* _Input for this task_
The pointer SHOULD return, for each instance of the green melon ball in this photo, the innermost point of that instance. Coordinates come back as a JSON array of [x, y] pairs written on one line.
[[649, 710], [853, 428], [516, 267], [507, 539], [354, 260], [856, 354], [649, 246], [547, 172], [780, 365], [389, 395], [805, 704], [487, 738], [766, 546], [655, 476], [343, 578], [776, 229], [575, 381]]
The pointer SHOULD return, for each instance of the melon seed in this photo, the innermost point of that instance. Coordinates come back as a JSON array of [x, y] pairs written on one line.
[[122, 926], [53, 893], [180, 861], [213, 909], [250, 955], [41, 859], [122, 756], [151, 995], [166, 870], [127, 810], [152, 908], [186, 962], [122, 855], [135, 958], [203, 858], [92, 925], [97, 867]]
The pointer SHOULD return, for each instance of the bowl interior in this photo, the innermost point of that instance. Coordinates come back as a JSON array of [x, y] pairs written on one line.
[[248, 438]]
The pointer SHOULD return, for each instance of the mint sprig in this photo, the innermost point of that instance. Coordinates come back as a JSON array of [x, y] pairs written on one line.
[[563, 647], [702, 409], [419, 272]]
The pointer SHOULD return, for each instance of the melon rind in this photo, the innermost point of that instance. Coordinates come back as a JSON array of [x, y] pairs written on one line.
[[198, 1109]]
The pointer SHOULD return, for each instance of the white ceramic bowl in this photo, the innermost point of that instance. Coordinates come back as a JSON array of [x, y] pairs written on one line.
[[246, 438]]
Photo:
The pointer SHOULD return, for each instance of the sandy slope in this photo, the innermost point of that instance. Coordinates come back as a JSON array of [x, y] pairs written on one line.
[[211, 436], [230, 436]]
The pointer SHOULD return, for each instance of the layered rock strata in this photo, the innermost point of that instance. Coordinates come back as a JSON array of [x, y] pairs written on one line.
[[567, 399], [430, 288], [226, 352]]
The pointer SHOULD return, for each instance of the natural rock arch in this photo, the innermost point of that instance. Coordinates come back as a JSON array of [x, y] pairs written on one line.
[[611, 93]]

* _Work required_
Convert the records above into a JSON list of strings, one string per line, skipping blank lines.

* _Task solution_
[
  "The pointer SHOULD return, for each instance of the green melon ball in this photo, the innermost point of that instance. Coordinates come back as a JSON array of [x, y] pairs written on one line.",
  "[[649, 710], [853, 428], [516, 267], [507, 539], [354, 260], [856, 354], [649, 246], [547, 172], [780, 365], [389, 395], [805, 704], [487, 738], [766, 546], [655, 476], [343, 578], [776, 229], [575, 381]]",
  "The pointer SHOULD return, for each instance of the melon seed in this photo, the innermost point of that instance. Coordinates come back as a JSON array of [x, y] pairs written on one line.",
  "[[122, 926], [53, 893], [180, 861], [213, 909], [250, 955], [41, 859], [122, 756], [151, 995], [166, 870], [127, 810], [152, 908], [186, 962], [122, 855], [135, 958], [203, 858], [92, 925], [97, 867]]",
  "The pointer SHOULD return, for each instance of the bowl interior in this photo, the innermost point of that instance. Coordinates come back as a JSON array of [x, y] pairs written on one line.",
  "[[248, 438]]",
  "The pointer SHOULD return, for each instance of the mint sprig in this photo, the innermost point of that instance. Coordinates come back as a JSON array of [x, y] pairs written on one line.",
  "[[563, 647], [702, 409], [419, 272]]",
  "The pointer SHOULD return, for each instance of the melon rind in this photo, the innermost point of that instance. Coordinates come back as a JSON array of [x, y] pairs written on one line.",
  "[[198, 1109]]",
  "The pointer SHOULD return, for each instance of the white ceramic bowl in this photo, the innermost point of that instance. Coordinates come back as a JSON array of [x, y] pairs written on one line.",
  "[[246, 438]]",
  "Photo:",
  "The pointer SHOULD return, for each instance of the sandy slope in this photo, the innermost point of that instance. Coordinates come back as a JSON array of [x, y] pairs written on one line.",
  "[[211, 436], [230, 436]]",
  "The pointer SHOULD return, for each instance of the layered rock strata in this photo, the innermost point of that instance. Coordinates come back as a JSON array of [x, y] pairs written on one line.",
  "[[567, 399], [430, 288], [226, 352]]",
  "The pointer SHOULD return, for each instance of the natural rock arch in this photo, the innermost point of that instance. Coordinates come back as a JSON array of [x, y] pairs written on one line.",
  "[[611, 93]]"
]